Report each line in the listing below that contains the word "building", treating uppercase and lowercase as different.

---

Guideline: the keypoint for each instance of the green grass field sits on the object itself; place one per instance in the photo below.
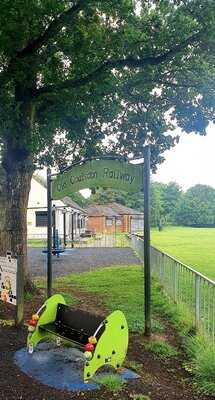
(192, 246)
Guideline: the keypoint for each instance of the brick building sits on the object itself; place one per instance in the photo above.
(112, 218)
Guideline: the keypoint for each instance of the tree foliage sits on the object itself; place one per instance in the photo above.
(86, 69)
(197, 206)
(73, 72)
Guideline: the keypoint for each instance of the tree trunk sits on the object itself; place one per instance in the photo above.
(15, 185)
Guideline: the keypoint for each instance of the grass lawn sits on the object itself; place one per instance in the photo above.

---

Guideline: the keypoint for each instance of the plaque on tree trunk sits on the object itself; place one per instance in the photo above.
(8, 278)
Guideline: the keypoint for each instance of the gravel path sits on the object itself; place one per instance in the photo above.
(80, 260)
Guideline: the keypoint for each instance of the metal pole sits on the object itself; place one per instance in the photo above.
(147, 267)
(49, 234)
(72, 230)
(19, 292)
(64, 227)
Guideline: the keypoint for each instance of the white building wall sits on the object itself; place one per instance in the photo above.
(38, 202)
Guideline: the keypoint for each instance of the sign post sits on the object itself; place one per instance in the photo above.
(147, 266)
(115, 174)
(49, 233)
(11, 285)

---

= WRITTEN ANSWER =
Guideline: the keypoint for each instance of the brick building sits on the object itself; place one per instance in the photo above.
Guideline: the keypoint for each instance of the white building wall sits on the object itself; place one per instance in the photo above.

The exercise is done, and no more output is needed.